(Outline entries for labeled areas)

+ + + +

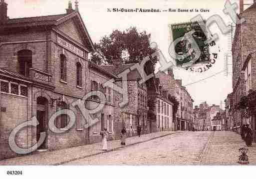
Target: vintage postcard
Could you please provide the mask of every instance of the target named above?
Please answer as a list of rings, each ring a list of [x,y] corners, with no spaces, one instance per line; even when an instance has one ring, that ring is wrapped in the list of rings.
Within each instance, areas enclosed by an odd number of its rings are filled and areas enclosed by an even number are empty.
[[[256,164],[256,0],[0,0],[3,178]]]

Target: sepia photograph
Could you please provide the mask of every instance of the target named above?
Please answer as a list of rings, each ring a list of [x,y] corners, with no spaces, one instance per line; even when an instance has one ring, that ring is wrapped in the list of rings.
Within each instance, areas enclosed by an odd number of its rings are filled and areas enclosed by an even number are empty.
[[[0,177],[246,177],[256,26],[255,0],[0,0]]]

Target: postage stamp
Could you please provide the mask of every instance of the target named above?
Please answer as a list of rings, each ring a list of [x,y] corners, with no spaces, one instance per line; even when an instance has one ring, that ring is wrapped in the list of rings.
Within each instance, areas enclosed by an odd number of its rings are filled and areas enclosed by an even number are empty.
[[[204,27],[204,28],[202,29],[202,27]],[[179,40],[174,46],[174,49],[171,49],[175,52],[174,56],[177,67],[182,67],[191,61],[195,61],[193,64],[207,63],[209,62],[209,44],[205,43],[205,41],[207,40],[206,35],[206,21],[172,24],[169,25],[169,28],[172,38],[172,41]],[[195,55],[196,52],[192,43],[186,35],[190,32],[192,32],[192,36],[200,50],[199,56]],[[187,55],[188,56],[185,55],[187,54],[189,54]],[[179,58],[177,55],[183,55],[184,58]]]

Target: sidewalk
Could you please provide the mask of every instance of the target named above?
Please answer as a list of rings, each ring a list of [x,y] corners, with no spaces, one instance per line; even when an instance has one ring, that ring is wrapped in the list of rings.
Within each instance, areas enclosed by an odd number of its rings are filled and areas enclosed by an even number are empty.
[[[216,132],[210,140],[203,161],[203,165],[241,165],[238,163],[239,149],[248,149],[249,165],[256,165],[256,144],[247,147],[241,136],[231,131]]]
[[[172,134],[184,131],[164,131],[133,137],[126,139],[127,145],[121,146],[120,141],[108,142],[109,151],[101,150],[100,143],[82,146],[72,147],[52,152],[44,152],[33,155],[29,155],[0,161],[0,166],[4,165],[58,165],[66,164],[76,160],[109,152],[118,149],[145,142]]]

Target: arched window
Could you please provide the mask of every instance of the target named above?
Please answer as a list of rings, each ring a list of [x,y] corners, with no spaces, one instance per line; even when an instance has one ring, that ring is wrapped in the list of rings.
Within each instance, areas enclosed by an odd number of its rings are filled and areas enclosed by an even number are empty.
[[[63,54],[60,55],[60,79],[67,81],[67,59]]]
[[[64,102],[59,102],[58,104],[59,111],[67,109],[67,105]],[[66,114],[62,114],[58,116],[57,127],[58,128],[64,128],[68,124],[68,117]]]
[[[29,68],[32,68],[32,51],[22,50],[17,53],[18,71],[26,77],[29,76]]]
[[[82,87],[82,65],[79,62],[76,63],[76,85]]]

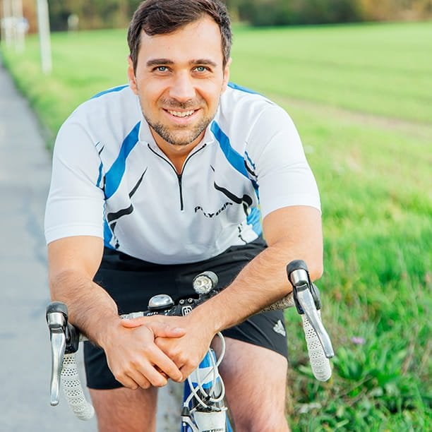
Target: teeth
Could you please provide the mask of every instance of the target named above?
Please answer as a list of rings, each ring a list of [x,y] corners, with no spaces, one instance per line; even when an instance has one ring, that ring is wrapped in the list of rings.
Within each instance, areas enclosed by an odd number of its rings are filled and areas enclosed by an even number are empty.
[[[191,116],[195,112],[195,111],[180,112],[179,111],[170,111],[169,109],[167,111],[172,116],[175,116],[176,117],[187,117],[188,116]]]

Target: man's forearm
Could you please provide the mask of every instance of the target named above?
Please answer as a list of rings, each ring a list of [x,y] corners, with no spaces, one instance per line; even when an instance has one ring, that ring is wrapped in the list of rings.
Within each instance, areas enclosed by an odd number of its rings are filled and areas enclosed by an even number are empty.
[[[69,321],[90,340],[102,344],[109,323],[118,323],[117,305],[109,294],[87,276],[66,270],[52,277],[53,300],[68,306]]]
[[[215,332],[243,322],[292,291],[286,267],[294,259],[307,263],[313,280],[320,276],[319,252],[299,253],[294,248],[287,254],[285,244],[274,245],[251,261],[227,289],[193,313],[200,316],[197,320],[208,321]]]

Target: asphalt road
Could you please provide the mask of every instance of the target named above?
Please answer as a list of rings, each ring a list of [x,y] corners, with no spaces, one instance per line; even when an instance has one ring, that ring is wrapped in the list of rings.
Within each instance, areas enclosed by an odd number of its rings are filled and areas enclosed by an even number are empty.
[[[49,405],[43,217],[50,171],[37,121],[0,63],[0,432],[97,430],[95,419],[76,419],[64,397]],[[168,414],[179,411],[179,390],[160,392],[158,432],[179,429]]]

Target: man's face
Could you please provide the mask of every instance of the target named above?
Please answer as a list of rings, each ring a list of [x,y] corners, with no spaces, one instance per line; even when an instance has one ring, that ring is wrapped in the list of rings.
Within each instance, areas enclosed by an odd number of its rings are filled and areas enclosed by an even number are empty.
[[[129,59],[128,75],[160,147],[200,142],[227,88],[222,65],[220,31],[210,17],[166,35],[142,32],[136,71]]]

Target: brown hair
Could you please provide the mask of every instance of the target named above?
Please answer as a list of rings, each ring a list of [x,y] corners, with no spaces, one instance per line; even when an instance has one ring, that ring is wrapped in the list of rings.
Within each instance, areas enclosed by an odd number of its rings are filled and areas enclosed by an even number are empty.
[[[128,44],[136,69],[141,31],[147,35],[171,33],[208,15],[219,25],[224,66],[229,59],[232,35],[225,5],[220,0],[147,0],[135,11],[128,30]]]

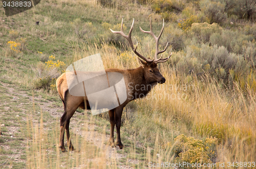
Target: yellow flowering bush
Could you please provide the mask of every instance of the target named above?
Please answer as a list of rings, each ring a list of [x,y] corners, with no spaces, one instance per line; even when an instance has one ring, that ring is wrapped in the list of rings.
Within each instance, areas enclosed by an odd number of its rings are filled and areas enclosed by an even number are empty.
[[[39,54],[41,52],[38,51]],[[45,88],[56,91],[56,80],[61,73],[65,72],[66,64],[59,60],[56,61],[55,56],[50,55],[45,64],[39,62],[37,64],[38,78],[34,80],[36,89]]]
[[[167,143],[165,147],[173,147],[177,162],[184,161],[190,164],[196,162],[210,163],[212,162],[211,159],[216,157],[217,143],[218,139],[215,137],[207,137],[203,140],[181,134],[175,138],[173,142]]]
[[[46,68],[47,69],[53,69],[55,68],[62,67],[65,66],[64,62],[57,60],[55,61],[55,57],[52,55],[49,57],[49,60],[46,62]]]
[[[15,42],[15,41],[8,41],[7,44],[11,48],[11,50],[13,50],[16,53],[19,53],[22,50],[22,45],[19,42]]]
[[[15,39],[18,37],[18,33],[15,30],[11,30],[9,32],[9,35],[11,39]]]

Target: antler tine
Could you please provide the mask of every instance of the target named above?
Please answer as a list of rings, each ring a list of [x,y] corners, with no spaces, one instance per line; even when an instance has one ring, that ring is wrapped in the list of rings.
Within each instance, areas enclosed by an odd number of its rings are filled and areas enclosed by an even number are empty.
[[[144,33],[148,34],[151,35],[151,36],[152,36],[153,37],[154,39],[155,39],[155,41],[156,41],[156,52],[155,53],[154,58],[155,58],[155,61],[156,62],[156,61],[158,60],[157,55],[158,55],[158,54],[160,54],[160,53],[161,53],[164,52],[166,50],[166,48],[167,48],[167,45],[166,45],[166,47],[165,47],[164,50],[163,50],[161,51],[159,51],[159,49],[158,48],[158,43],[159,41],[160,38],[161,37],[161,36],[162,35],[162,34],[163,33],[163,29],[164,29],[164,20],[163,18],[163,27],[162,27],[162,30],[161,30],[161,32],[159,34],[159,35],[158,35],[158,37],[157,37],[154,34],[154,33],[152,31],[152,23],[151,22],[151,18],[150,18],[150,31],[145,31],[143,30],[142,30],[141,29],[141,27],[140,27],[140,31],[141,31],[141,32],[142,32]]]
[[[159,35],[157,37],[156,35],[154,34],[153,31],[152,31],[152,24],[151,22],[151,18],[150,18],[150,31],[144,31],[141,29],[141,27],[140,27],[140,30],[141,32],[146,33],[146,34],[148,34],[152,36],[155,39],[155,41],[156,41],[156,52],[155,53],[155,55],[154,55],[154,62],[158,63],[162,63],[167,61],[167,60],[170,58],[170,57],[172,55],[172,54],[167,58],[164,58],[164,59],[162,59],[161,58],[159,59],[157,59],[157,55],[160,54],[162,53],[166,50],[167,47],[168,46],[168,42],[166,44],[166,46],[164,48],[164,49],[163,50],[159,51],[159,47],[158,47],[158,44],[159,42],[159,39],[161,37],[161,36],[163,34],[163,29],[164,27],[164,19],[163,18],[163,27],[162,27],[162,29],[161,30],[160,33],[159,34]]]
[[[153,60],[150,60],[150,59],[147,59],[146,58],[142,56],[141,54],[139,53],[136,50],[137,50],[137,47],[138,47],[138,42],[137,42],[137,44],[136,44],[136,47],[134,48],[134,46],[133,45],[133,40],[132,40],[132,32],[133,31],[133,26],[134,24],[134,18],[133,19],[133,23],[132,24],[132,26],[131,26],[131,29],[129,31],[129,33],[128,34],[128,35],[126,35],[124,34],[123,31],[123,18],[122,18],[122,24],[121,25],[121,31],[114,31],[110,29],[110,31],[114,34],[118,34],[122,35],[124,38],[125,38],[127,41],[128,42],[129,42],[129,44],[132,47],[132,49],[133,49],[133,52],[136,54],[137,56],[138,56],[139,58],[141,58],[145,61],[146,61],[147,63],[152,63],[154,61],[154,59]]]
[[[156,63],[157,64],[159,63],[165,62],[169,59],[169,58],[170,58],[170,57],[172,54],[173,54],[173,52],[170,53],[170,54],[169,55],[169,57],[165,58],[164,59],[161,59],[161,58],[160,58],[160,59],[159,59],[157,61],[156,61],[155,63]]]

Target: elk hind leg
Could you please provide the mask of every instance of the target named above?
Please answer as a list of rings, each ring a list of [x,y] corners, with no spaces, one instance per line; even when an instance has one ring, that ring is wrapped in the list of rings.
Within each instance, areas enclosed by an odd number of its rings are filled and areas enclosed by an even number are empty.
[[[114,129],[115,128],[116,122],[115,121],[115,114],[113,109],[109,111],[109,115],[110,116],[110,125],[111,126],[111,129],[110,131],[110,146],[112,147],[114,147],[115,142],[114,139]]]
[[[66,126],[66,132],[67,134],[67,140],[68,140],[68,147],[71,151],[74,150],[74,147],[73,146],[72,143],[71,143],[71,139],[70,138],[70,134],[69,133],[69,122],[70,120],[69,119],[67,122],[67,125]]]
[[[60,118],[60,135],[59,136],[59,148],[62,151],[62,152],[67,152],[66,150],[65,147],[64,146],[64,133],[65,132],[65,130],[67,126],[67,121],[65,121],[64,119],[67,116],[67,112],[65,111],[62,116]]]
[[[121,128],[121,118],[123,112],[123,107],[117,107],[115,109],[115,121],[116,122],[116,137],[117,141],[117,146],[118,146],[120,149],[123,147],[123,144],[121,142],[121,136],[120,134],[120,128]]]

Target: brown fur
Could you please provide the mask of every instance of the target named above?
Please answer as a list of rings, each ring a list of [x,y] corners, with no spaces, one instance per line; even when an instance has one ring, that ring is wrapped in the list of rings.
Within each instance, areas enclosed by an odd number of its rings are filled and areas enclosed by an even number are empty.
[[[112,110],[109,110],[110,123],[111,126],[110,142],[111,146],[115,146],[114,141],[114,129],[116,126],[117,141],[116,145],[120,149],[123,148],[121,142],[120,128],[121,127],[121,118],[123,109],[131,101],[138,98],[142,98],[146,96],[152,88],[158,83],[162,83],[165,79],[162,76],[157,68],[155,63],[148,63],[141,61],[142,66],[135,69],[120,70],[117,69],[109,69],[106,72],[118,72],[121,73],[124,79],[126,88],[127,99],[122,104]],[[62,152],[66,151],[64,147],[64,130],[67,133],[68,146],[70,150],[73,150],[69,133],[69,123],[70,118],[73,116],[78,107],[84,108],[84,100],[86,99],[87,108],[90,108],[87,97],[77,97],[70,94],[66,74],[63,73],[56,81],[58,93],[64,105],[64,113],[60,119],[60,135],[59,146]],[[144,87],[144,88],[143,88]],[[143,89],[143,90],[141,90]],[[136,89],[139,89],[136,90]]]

+ + + +

Repeat, line for line, everything in the items above from their start down to the line containing "[[[0,177],[246,177],[256,26],[255,0],[0,0]]]", both ends included. Omit the pictures from your answer.

▸ Right answer:
Target: vintage postcard
Could you please provide the mask of every instance of the target named above?
Please answer as a list of rings, each ring a list of [x,y] corners, with no spaces, one instance per line; even when an instance has one ring, that ring is wrapped in the list of rings.
Within each instance, areas enclosed by an odd number of its rings are filled and areas enclosed by an even number are empty.
[[[256,164],[256,0],[0,0],[3,178]]]

Target: sepia photograph
Could you please provide the mask of every instance of the target named above?
Please answer as a list of rings, each ring a list of [x,y] corners, with no spaces, one instance per line; even when an instance has one ring, that ring is wrapped in the list of rings.
Within each instance, areas enclosed by an odd number of its rings are filled and areas enclosed by an even number are empty.
[[[0,177],[246,177],[256,26],[255,0],[0,0]]]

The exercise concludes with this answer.